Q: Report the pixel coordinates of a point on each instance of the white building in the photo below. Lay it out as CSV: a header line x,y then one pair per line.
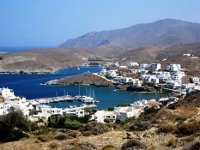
x,y
173,67
155,66
172,84
137,71
195,80
4,107
144,66
132,64
136,83
164,76
103,115
7,93
178,76
187,55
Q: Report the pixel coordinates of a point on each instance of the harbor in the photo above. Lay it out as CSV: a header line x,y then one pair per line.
x,y
87,101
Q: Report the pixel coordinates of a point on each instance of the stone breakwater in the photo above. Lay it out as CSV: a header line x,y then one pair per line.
x,y
89,79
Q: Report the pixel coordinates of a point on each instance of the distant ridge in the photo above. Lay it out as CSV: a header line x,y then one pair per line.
x,y
163,32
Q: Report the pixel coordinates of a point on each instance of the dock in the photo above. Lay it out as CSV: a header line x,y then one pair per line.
x,y
55,99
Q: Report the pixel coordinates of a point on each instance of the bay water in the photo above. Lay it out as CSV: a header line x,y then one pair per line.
x,y
31,86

------

* _Aim of the task_: Exactly as written, give again every line from the one containing "of the stone" through the last line of the material above, and no other lines.

* _Task solution_:
Q: Report the pixel coordinates of a point on each instance of the stone breakwater in the photo above. Lay it out as CSV: a header line x,y then one pair per line.
x,y
89,79
Q: Report the pixel coordinates of a point on each instance of the distant ridge in the photo above. Lay it out as CSV: a header line x,y then one pair per line.
x,y
163,32
Q: Report the pixel coordinates of a point on each instance of the dock in the photo above. Lay it out as CSV: a header line x,y then one pair per line.
x,y
55,99
Q: Report the pixel coordinates of a point on each instance of the bay water in the photo above. Lay it out as CSV: a header line x,y then one pair per line.
x,y
31,86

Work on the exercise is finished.